§ EXERCISE REQUIREMENTS
Quote the data word for word, starting at its first line and ending with the line that contains "<point>462,229</point>", and leave the pictures out.
## start EXTRACTED INFORMATION
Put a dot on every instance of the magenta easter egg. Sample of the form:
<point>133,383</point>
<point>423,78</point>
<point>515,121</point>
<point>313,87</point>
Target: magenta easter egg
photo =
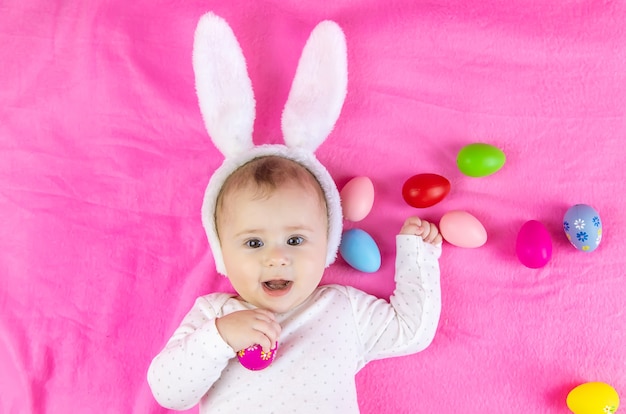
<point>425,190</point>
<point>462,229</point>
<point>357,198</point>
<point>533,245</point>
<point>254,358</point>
## end EXTRACTED INFORMATION
§ RESPONSE TO THIS TASK
Put a dot on every instance of the magenta easter egg. Sample of the form:
<point>133,383</point>
<point>423,78</point>
<point>515,121</point>
<point>313,87</point>
Target: magenta easter egg
photo =
<point>425,190</point>
<point>462,229</point>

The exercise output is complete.